• _SELECTED TEXT_:
================================
Rules
Basic Functionality
How processors process log messages is defined via configurable rules. Each rule contains a filter that is used to select log messages. Other parameters within the rules define how certain log messages should be transformed. Those parameters depend on the processor for which they were created.
Rule Files
Rules are defined as YAML objects or JSON objects. Rules can be distributed over different files or multiple rules can reside within one file. Each file contains multiple YAML documents or a JSON array of JSON objects. The YAML format is preferred, since it is a superset of JSON and has better readability.
Depending on the filter, a rule can trigger for different types of messages or just for specific log messages. In general, specific rules are being applied first. It depends on the directory where the rule is located if it is considered specific or generic.
================================
• _SUPPLIED RECORDS_:

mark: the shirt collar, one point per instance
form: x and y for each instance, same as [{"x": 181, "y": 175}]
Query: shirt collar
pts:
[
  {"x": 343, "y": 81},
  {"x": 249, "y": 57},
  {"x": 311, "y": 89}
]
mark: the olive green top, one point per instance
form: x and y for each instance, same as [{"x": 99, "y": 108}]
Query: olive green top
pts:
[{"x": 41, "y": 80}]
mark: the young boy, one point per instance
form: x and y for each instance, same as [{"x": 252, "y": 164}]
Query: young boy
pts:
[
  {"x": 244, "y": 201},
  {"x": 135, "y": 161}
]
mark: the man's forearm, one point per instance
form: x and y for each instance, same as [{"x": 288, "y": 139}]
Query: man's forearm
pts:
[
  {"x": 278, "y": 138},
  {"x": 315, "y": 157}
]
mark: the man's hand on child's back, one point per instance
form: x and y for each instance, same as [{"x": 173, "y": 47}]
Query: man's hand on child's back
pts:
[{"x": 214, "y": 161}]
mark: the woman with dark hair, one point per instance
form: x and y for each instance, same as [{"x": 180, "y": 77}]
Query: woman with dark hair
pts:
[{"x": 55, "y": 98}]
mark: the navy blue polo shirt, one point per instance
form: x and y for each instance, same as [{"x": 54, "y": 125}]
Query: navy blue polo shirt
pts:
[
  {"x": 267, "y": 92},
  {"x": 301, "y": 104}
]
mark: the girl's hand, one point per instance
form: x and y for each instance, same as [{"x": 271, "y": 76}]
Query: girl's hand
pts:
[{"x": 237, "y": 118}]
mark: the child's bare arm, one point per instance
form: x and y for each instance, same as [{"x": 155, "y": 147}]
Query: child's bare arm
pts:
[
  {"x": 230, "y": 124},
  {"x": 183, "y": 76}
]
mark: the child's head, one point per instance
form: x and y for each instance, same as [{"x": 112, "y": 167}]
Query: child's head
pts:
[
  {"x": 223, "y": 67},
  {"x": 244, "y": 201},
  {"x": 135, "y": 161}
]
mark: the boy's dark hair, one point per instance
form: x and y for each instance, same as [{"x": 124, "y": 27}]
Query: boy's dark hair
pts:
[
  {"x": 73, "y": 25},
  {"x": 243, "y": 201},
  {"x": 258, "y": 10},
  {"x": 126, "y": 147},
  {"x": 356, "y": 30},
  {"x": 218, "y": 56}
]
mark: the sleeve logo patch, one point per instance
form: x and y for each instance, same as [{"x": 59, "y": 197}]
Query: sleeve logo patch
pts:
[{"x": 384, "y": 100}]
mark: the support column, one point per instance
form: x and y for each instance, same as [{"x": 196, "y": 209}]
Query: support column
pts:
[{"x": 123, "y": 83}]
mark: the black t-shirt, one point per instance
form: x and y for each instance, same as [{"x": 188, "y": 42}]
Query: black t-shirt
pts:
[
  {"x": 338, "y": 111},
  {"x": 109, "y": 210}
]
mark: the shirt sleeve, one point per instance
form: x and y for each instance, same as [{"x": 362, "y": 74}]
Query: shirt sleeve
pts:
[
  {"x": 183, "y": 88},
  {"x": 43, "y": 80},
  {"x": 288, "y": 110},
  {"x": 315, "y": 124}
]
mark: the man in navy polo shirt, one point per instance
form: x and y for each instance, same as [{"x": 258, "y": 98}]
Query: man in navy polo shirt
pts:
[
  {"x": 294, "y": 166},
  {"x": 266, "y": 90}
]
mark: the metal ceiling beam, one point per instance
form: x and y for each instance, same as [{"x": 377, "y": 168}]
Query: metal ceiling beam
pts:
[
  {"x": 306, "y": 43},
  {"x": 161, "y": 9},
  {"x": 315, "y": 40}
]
================================
• _WORK REQUIRED_: Rewrite the text on log processing rules from "Depending on the" up to and including "specific or generic.", replacing "filter" with "matcher".

• _THE RESPONSE_:
Depending on the matcher, a rule can trigger for different types of messages or just for specific log messages. In general, specific rules are being applied first. It depends on the directory where the rule is located if it is considered specific or generic.